▸ **TASKS TO PERFORM**:
a. Copy out the passage of the article on fussy eating starting at "No doubt our" and ending at "blame as we are.", changing "grandchildren" to "grandkids".
b. Translate this sentence from the article on fussy eating into Spanish: "Mealtimes in our house can be a challenge."

▸ **TEXT UNDER STUDY**:

Sometimes, rarely, there are moments as a parent when you sit back and feel a grand glow of satisfaction.

I experienced one such time about 13 years ago (I did say they were rare). We were in the process of weaning our daughter onto proper food and had presented her with a small plate of what we were having – a slow-cooked casserole of pork and vegetables, baked with cider to produce an aromatic sauce. Our daughter gave her mashed-up portion a suspicious stare – and then proceeded to eat the lot. We had evidently cracked it, we thought, as we watched on smugly.

Our eldest child’s adventurous approach to food was to last for about a year, perhaps less. Foods that were initially sure-fire winners gradually slipped off her menu. Healthy green veggies which we’d mixed in among proteins and carbs, were extracted and pushed to one side.

We tried all the usual things: eating together, persisting with foods which our daughter seemed to have gone off, as well as offering healthy alternatives. But it was to little avail. Thank God for fish fingers, eh?

It was a similar story with our son, whose culinary adventurism seemed even more pronounced when he was a tot. Gradually, however, he too fell into a narrow selection of reliable choices – though most of them end up being slathered in English mustard, which I’ll admit is an unusual choice for a nine-year-old. He’s also taken to sprinkling cayenne pepper onto bread and butter.

Mealtimes in our house can be a challenge. There are some dishes we all like, but even then we might do one vegetable for one child and peas for the other. On other occasions, the kids will have one meal, and we’ll have something entirely different. And before you ask, yes, we’ve tried playing hardball – but it turns out they’d rather go to bed hungry.

At other people’s homes, things can be downright embarrassing. Roast chicken will be a definite hit, we tell our parents in advance of an upcoming visit. But then it turns out that Granny’s potatoes aren’t the same variety as ours, and the gravy doesn’t taste quite right. At least our daughter is now old enough to understand the importance of worrying things down. My son simply indulges in stage whispers about how “gross” it all is.

For years, we’ve wondered where our parenting went wrong. We followed all the advice, tried every technique, went from good cop to bad cop and back again. But research released last week suggests it’s not our fault at all – or at least, not in the way we thought it was.

A UK study, reported in the Journal of Child Psychology and Psychiatry, found that fussy eating is primarily about genetics, not about parenting – and can persist well into adolescence. In other words, our kids’ pickiness isn’t the result of anything we’ve done, but merely a consequence of who we are. Hurrah!

And it’s true that both my wife and I were fairly fussy eaters as children. My mother-in-law insists that my wife would eat “nothing but sausages” at the age of two (which sounds a tad unlikely, but still). I, meanwhile, refused to eat pasta until a holiday to Italy at the age of nine showed me how it could be done.

And that’s the key thing: eventually fussy eaters do tend to broaden their horizons, thanks to holiday experiences, meals out, and having to cook for themselves. For children whose parents don’t cook, or can’t cook, that can indeed be a revelation.

My mum is a good cook, but had a blind spot when it came to curries. After watching a BBC series by Madhur Jeffrey as young teenagers, my brother and I decided we could do better, and blithely told our mother we were taking over the spice rack. It got us into cooking, and it improved the family curry experience.

No doubt our kids will go the same way in their own sweet time. Meanwhile, we’ll continue to offer them the things they don’t like, as well as the things they do. And when either of our mothers grumbles about how irritating it is to try to cook for their grandchildren, we’ll gladly tell them that it runs in the family – so really, they’re as much to blame as we are.

▸ **ENTRIES SUPPLIED**:

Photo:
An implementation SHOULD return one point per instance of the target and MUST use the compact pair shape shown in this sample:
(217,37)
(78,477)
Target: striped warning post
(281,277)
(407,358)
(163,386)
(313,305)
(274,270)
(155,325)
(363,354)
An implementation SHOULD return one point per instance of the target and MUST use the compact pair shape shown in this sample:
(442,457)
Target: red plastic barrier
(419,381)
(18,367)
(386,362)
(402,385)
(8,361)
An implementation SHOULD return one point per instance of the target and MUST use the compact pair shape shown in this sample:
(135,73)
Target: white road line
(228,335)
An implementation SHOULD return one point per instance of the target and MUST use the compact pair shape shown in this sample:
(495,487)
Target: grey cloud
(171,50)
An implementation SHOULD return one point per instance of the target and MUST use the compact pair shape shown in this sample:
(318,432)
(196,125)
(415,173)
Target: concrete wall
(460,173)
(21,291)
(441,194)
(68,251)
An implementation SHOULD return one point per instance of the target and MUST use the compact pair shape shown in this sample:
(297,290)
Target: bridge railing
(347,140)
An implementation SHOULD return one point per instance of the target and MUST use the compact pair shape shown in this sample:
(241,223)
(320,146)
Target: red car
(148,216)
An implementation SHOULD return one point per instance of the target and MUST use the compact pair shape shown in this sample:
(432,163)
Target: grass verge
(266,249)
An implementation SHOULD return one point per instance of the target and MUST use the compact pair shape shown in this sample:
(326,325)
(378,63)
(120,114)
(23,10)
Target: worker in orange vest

▸ **SOLUTIONS TO EACH TASK**:
a.
No doubt our kids will go the same way in their own sweet time. Meanwhile, we’ll continue to offer them the things they don’t like, as well as the things they do. And when either of our mothers grumbles about how irritating it is to try to cook for their grandkids, we’ll gladly tell them that it runs in the family – so really, they’re as much to blame as we are.

b. Las comidas en nuestra casa pueden ser un desafío.